*WHAT THIS TASK INVOLVES*
Below are some entries; write out each one of them exactly.

--- DATA FOR ANALYSIS ---

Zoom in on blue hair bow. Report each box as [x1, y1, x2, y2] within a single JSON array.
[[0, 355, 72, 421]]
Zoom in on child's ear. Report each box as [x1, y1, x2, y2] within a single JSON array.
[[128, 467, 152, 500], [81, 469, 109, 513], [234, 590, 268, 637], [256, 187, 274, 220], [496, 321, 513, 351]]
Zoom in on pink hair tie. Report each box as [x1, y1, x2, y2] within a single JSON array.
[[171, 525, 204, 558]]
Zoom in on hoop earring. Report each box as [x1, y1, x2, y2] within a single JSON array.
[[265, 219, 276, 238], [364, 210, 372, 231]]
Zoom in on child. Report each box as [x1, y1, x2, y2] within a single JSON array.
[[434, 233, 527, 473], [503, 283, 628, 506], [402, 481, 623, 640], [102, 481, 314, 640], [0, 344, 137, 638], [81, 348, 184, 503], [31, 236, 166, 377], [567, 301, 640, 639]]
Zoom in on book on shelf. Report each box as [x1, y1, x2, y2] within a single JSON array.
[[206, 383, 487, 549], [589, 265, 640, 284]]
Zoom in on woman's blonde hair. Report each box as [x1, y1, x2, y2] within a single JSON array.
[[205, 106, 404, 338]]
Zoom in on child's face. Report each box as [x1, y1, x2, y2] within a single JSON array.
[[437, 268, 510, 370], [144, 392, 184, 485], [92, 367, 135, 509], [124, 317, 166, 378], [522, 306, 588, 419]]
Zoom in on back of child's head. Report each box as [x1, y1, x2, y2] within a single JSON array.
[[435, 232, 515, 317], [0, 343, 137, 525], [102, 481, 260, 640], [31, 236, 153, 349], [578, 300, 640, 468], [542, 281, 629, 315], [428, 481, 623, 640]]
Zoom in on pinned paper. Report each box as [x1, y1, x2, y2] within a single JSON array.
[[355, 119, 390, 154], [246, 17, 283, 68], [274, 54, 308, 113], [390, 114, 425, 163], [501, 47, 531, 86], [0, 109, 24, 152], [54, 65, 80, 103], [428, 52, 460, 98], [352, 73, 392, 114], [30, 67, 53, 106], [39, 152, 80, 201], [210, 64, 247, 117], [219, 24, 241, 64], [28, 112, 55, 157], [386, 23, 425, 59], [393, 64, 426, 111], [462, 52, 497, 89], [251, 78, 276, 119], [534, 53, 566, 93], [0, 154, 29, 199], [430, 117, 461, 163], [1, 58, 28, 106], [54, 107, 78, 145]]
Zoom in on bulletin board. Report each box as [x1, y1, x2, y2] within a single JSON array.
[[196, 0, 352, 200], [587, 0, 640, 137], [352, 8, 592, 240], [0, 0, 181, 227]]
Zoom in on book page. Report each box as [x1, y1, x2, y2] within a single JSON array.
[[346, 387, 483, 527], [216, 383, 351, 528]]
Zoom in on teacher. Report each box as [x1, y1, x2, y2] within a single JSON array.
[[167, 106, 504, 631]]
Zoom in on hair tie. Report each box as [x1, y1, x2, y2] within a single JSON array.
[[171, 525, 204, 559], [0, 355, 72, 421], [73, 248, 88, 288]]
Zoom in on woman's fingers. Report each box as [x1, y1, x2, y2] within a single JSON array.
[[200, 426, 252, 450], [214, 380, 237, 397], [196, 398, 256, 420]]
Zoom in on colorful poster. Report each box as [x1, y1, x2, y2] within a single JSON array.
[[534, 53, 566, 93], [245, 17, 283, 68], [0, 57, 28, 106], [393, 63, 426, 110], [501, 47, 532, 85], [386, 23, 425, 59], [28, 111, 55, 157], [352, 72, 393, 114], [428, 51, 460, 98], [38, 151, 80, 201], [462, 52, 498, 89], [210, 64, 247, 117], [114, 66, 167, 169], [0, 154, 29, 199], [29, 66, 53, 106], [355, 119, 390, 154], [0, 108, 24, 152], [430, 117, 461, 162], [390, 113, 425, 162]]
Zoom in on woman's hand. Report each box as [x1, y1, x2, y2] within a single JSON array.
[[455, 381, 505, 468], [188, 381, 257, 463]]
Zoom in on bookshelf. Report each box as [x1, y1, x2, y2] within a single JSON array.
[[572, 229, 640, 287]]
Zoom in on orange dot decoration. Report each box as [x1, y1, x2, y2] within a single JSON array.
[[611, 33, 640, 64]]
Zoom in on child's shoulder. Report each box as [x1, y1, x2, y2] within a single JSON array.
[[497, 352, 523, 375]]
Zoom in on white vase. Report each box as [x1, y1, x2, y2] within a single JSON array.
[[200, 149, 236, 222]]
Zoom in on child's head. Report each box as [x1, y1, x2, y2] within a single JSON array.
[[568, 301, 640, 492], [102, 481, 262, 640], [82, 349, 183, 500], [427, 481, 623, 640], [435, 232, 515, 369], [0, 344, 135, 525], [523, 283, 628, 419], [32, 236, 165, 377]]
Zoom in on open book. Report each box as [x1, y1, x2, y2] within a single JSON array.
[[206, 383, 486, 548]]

---

*TASK SOLUTION*
Zoom in on blue hair bow. Report each box as [x1, y1, x2, y2] within a single JSON array.
[[0, 355, 72, 421]]
Zoom in on child's ear. Report each box as [x1, y1, x2, y2] within a single JSON array.
[[128, 467, 152, 500], [81, 469, 109, 513], [234, 590, 268, 637], [256, 187, 274, 220], [496, 321, 513, 351]]
Zoom in on pink hair tie. Report each box as [x1, y1, x2, y2] within a single JSON array.
[[171, 525, 204, 558]]
Zoom in on hoop earring. Report each box as [x1, y1, x2, y2] within a single JSON array.
[[265, 219, 276, 238], [364, 210, 372, 231]]
Zoom in on child. Report each box as [x1, y1, x2, y2] within a single JSON array.
[[434, 233, 527, 473], [503, 283, 628, 506], [402, 481, 623, 640], [102, 481, 314, 640], [0, 344, 137, 638], [81, 348, 184, 503], [31, 236, 166, 377], [567, 301, 640, 639]]
Zoom in on book on shelf. Report each box as [x1, y1, x2, y2] within a single JSON array.
[[206, 383, 487, 549], [589, 265, 640, 284]]
Zoom in on woman's blonde hair. Report each box as [x1, y1, x2, y2] within a single JSON array.
[[205, 106, 404, 338]]
Zoom in on child's face. Report each box as [x1, y1, x2, y2] within a single JSON array.
[[437, 268, 510, 370], [144, 392, 184, 485], [92, 367, 135, 509], [124, 317, 166, 378], [522, 306, 588, 419]]
Zoom in on back of child's head. Report each box as [x1, y1, x2, y2] within a single JSON array.
[[435, 232, 515, 317], [0, 343, 137, 525], [102, 481, 260, 640], [31, 236, 153, 349], [578, 300, 640, 468], [542, 281, 629, 315], [428, 481, 623, 640]]
Zoom in on pinned paper. Report each box as [x1, y1, x2, y2] within a single JSON array.
[[355, 119, 390, 154], [246, 17, 283, 68], [274, 54, 308, 113], [390, 114, 425, 163], [501, 47, 531, 86], [0, 109, 24, 152], [54, 65, 80, 103], [428, 52, 460, 98], [352, 73, 392, 114], [30, 67, 53, 106], [39, 152, 80, 201], [210, 64, 247, 117], [219, 24, 241, 64], [28, 112, 55, 157], [386, 23, 425, 59], [393, 64, 426, 111], [462, 52, 497, 89], [251, 78, 276, 119], [534, 53, 566, 93], [0, 154, 29, 199], [430, 117, 461, 163], [1, 58, 28, 106], [54, 107, 78, 145]]
Zoom in on bulletin board. Report each box as [x1, y1, x2, y2] within a single JSON array.
[[196, 0, 352, 200], [587, 0, 640, 137], [352, 8, 592, 240], [0, 0, 181, 227]]
Zoom in on book page. Report each box as [x1, y1, x2, y2] within a single JSON array.
[[346, 387, 483, 527], [216, 383, 351, 528]]
Zoom in on teacher. Report each box as [x1, y1, x2, y2] within a single JSON array.
[[167, 106, 504, 631]]
Zoom in on hair tie. Report each box as [x1, y1, x2, y2] within a single JSON array.
[[171, 525, 204, 559], [0, 355, 72, 421], [73, 248, 88, 288]]
Zoom in on woman's fingers. Report each box as [x1, y1, x2, y2] within a single JSON array.
[[200, 426, 252, 450], [214, 380, 237, 397], [196, 398, 256, 420]]
Zoom in on colorful poster. Report each box as [x1, y1, x2, y2] within a single JSON array.
[[534, 53, 566, 93], [245, 17, 283, 68], [0, 57, 28, 106], [393, 63, 426, 110], [501, 47, 532, 85], [386, 23, 425, 59], [28, 111, 55, 157], [352, 72, 393, 114], [428, 51, 460, 98], [38, 151, 80, 201], [462, 52, 498, 89], [210, 64, 247, 117], [114, 66, 167, 169], [0, 154, 29, 199], [29, 66, 53, 106], [355, 119, 390, 154], [0, 108, 24, 152], [430, 117, 461, 162], [390, 113, 425, 162]]
Zoom in on woman's hand. Report each box as [x1, y1, x2, y2] within a single JSON array.
[[455, 381, 505, 468], [188, 381, 257, 463]]
Zoom in on bookshelf. Report each box as [x1, y1, x2, y2] within a single JSON array.
[[572, 229, 640, 287]]
Zoom in on orange dot decoration. Report each box as [x1, y1, x2, y2] within a single JSON array.
[[611, 33, 640, 64]]
Zoom in on child's shoulder. Report each box as [x1, y1, x2, y2] within a single JSON array.
[[497, 352, 523, 375]]
Zoom in on white vase. Report each box as [x1, y1, x2, y2] within a single JSON array.
[[200, 149, 236, 222]]
Zoom in on child's head. Report each box as [x1, y1, x2, y2] within a single JSON array.
[[568, 301, 640, 492], [102, 481, 262, 640], [82, 349, 183, 500], [427, 481, 623, 640], [435, 232, 515, 369], [0, 344, 135, 525], [523, 283, 628, 419], [32, 236, 165, 377]]
Zoom in on open book. Report each box as [x1, y1, x2, y2] within a single JSON array.
[[206, 383, 486, 548]]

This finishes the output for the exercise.